= Exercise directions =
How many lines of the entries below contain the word "tree"? Give only the number.

----

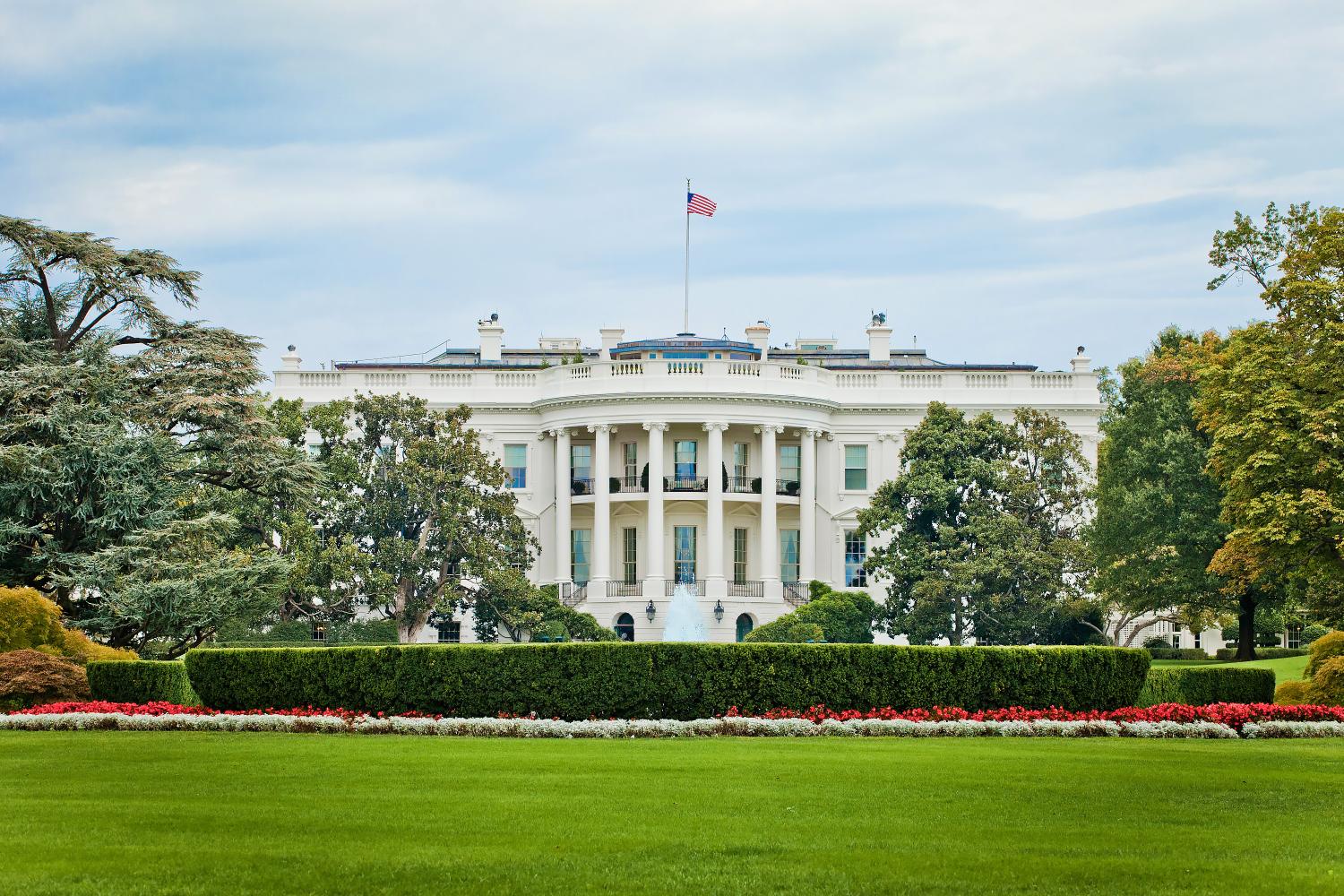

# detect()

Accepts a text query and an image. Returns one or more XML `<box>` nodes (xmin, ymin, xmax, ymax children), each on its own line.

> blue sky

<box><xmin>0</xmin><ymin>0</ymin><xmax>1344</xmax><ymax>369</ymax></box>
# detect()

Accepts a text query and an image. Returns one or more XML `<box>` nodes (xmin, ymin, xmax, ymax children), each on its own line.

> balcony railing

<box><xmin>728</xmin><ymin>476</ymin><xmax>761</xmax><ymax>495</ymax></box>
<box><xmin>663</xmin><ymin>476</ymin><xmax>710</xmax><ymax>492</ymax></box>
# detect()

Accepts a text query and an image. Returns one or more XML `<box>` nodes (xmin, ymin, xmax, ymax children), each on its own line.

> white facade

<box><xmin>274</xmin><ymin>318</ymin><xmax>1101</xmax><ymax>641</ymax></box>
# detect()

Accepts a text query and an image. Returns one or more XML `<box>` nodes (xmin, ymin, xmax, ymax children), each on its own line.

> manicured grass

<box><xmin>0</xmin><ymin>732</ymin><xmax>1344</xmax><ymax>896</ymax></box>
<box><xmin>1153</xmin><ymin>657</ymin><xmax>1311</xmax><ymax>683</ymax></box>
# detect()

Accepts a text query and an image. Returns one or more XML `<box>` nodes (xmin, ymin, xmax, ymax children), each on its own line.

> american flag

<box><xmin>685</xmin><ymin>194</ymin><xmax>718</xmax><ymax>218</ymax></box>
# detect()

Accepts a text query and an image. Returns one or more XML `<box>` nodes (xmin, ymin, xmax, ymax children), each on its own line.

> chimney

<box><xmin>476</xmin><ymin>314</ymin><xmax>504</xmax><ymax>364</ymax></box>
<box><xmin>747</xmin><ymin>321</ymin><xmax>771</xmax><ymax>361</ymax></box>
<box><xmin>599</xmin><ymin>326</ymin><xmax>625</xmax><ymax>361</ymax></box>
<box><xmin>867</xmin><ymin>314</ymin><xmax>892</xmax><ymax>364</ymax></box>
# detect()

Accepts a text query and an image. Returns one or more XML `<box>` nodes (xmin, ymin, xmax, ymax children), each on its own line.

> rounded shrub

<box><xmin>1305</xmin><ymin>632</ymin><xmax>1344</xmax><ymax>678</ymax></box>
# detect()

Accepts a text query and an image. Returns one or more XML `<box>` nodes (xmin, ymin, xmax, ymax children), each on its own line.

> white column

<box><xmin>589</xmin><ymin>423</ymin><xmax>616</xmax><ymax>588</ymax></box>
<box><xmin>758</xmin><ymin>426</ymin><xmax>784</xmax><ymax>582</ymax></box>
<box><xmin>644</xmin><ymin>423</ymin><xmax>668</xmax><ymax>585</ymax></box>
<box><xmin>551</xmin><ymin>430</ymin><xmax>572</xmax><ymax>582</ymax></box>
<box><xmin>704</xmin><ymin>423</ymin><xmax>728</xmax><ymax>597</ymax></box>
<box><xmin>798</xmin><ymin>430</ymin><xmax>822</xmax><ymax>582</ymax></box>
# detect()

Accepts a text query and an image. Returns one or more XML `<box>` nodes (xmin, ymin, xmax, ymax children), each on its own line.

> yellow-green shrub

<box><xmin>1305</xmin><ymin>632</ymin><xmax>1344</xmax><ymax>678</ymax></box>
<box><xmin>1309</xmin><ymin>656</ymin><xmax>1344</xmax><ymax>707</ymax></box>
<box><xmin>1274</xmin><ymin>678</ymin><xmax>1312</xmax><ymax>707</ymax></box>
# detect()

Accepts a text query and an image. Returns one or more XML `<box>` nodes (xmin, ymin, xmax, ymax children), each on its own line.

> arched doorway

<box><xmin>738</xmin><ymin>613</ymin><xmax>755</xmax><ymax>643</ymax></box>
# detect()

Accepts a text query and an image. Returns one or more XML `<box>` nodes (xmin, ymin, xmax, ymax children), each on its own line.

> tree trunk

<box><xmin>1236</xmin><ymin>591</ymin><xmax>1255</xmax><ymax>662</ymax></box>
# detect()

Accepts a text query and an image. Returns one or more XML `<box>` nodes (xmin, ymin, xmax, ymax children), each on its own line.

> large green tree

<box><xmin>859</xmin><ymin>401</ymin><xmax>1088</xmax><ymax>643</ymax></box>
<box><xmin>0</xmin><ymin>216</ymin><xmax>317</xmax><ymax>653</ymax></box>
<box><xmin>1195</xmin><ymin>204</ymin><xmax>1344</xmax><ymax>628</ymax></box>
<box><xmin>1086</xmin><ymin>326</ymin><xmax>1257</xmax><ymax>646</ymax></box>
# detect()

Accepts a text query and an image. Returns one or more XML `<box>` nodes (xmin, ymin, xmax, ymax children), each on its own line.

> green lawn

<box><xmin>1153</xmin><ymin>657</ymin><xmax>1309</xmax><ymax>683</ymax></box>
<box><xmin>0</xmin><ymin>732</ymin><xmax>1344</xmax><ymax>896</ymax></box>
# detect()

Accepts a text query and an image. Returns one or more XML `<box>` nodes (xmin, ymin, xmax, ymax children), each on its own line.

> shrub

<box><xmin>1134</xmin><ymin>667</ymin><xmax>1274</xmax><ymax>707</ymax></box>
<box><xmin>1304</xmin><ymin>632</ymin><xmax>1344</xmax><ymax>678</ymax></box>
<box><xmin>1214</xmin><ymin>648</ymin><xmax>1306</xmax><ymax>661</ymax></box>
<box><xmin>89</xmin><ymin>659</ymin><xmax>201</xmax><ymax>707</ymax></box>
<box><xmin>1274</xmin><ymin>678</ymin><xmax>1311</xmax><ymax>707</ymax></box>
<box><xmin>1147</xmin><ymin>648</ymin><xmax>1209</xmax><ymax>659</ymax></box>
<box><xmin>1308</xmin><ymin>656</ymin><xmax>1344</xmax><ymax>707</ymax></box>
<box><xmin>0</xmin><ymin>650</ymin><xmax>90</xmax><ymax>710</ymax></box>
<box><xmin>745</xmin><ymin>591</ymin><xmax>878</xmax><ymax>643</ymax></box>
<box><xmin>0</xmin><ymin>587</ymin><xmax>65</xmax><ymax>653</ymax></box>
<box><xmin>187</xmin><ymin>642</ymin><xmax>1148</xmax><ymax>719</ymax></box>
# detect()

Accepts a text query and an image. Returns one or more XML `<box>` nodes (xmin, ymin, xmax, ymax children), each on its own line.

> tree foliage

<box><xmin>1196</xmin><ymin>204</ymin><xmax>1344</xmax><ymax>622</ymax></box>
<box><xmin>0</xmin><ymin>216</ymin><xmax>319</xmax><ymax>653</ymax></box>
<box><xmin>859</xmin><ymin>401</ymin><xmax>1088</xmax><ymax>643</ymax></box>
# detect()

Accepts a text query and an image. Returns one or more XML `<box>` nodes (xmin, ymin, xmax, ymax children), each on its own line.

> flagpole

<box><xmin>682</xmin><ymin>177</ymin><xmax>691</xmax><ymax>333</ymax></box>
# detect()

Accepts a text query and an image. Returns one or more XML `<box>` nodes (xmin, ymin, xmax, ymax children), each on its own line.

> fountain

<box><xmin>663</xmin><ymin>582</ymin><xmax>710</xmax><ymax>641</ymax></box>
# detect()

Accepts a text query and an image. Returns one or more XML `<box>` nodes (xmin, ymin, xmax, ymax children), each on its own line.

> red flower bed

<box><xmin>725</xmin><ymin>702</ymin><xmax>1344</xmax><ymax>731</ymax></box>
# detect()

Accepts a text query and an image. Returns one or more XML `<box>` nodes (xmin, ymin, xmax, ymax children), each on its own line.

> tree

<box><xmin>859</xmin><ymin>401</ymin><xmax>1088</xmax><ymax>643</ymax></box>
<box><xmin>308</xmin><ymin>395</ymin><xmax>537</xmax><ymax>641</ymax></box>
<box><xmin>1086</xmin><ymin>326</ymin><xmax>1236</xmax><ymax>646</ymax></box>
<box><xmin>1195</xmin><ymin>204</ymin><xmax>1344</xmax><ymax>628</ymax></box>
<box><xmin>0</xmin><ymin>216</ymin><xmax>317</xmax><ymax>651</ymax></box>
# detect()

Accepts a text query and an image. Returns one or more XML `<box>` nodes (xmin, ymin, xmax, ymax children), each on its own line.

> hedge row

----

= Solution =
4